Encore une bonne journée de passée mon cher bien aimé, encore un caillou blanc dans notre vase de bonheur. Quanta à moi bien que souffrante j’ai eu tout le bonheur et toute la joie que peut donner l’amour impatiemment et ardemment désiré. J’espère que toi aussi tu auras eu quelque peu de bonheur dans les bras de ta pauvre vieille Juju malade et rechignée. Je voudrais seulement que ce bonheur si ravissant fût moins rare et moins court : de qui cela dépend-il, à qui faut-il s’adresser pour cela ? Dites le moi mon petit Toto afin que je prie nuit et jour cet être là de m’accorder ce qui fait le ravissement de ma vie.
________
• [Exercices]:
1. Pour chacune des affirmations suivantes, indiquez par oui ou par non si elle concorde avec la lettre, en citant mot pour mot les termes décisifs : (a) La journée évoquée est qualifiée de bonne journée. (b) La personne qui écrit affirme s'être sentie en parfaite santé. (c) La personne qui écrit souhaite que ce bonheur soit plus fréquent et plus long.
2. Reproduisez fidèlement le passage de la lettre qui va de « Encore une bonne » jusqu'à « ravissement de ma vie. ».
3. D'après la lettre, pourquoi la personne qui écrit demande-t-elle à son petit Toto de qui dépend ce bonheur ? Répondez en une à trois phrases.
Les lignes ci-après n'ont aucun lien avec la lettre.
________
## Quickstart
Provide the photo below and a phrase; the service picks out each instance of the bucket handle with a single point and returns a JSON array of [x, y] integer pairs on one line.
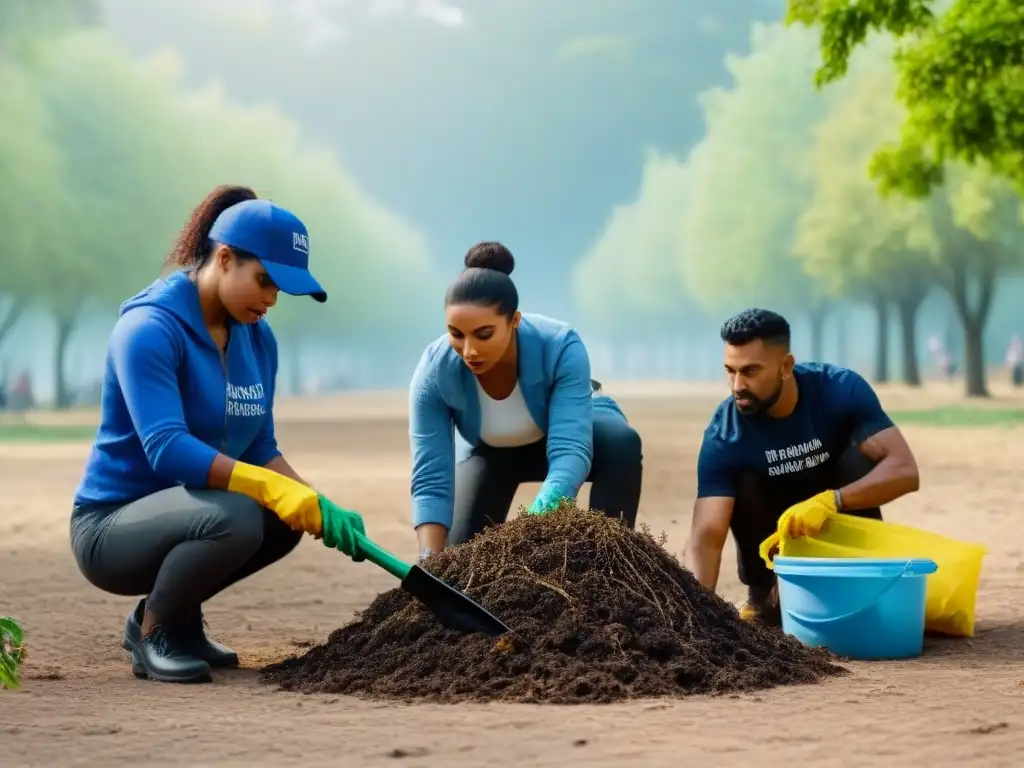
[[908, 568]]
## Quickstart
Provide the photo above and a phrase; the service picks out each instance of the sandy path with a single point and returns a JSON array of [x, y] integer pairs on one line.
[[81, 707]]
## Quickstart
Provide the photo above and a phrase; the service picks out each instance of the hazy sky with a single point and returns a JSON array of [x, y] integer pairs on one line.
[[525, 121]]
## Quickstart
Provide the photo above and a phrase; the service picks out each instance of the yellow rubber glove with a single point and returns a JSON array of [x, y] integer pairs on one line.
[[808, 517], [295, 504]]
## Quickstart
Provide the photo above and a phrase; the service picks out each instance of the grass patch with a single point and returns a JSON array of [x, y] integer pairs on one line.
[[962, 416], [46, 433]]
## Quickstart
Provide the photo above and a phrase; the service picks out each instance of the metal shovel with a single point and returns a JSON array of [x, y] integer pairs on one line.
[[453, 608]]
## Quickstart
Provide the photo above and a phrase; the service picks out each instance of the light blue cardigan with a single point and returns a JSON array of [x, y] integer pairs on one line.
[[554, 375]]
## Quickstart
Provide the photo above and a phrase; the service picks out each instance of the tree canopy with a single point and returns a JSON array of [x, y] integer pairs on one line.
[[961, 68], [109, 155]]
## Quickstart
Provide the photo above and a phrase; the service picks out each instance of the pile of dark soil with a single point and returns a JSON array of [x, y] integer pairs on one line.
[[601, 612]]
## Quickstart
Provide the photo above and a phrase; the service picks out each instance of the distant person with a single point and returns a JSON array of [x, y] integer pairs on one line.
[[517, 388], [23, 393], [1015, 360], [810, 436], [185, 492]]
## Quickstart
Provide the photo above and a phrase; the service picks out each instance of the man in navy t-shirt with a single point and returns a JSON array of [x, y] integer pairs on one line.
[[811, 436]]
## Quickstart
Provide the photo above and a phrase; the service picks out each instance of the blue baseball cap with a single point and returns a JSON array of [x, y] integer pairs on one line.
[[276, 238]]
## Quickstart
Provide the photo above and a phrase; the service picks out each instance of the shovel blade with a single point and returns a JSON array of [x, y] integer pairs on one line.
[[453, 608]]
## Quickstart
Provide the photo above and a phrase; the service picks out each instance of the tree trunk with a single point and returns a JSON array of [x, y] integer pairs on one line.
[[62, 395], [11, 316], [842, 338], [974, 317], [974, 359], [907, 307], [882, 340], [816, 321], [295, 369]]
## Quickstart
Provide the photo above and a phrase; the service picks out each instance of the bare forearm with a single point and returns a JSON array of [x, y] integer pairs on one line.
[[704, 558], [889, 480], [282, 467]]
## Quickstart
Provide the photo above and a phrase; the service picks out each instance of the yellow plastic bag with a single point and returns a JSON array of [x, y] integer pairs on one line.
[[951, 591]]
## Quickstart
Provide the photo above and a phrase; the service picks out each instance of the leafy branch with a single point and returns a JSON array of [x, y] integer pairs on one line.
[[11, 652]]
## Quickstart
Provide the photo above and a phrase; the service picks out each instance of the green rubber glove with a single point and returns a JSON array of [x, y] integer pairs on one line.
[[544, 504], [340, 528]]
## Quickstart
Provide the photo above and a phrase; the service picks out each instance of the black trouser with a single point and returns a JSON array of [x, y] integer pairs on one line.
[[486, 482], [177, 547], [756, 512]]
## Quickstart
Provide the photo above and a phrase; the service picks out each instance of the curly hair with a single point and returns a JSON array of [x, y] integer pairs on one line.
[[752, 325], [193, 245]]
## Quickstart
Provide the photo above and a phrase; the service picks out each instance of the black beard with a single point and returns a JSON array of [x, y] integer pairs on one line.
[[758, 406]]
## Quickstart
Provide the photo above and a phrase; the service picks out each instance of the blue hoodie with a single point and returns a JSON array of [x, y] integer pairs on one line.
[[554, 374], [171, 401]]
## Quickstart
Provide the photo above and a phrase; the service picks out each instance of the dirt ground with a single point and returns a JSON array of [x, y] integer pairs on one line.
[[80, 706]]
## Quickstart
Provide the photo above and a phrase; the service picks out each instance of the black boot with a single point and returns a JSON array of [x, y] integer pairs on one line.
[[196, 642], [161, 655]]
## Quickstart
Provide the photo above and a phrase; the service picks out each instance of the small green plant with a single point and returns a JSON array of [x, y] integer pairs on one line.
[[11, 652]]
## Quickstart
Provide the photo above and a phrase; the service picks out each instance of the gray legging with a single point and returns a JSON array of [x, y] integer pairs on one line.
[[178, 547], [486, 481]]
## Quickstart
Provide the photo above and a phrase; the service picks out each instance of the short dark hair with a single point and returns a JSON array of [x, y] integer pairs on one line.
[[485, 281], [752, 325]]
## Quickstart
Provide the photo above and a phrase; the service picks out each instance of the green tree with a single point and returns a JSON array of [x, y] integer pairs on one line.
[[374, 266], [125, 161], [960, 78], [31, 169], [960, 74], [739, 225], [859, 245]]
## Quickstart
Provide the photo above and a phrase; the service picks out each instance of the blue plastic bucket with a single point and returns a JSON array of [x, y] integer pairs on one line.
[[855, 607]]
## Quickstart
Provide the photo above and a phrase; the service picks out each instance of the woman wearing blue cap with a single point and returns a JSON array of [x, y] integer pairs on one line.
[[185, 492], [517, 387]]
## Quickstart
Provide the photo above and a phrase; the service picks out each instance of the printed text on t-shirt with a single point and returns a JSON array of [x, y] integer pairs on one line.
[[796, 458]]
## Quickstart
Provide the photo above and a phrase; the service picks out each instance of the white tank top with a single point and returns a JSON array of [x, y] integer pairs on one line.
[[506, 423]]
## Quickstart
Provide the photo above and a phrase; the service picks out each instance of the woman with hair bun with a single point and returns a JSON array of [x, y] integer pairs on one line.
[[517, 388]]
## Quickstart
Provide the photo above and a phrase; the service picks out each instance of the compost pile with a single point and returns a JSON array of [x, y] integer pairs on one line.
[[599, 612]]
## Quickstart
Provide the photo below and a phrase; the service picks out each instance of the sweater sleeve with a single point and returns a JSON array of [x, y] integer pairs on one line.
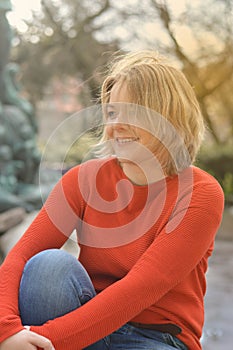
________
• [Corrigés complets]:
1.
(a) Oui : « Encore une bonne journée de passée ».
(b) Non : « bien que souffrante ».
(c) Oui : « Je voudrais seulement que ce bonheur si ravissant fût moins rare et moins court ».

2.
Encore une bonne journée de passée mon cher bien aimé, encore un caillou blanc dans notre vase de bonheur. Quanta à moi bien que souffrante j’ai eu tout le bonheur et toute la joie que peut donner l’amour impatiemment et ardemment désiré. J’espère que toi aussi tu auras eu quelque peu de bonheur dans les bras de ta pauvre vieille Juju malade et rechignée. Je voudrais seulement que ce bonheur si ravissant fût moins rare et moins court : de qui cela dépend-il, à qui faut-il s’adresser pour cela ? Dites le moi mon petit Toto afin que je prie nuit et jour cet être là de m’accorder ce qui fait le ravissement de ma vie.

3. Elle veut le savoir afin de prier nuit et jour cet être de lui accorder ce qui fait le ravissement de sa vie. Elle souhaite en effet que ce bonheur soit moins rare et moins court.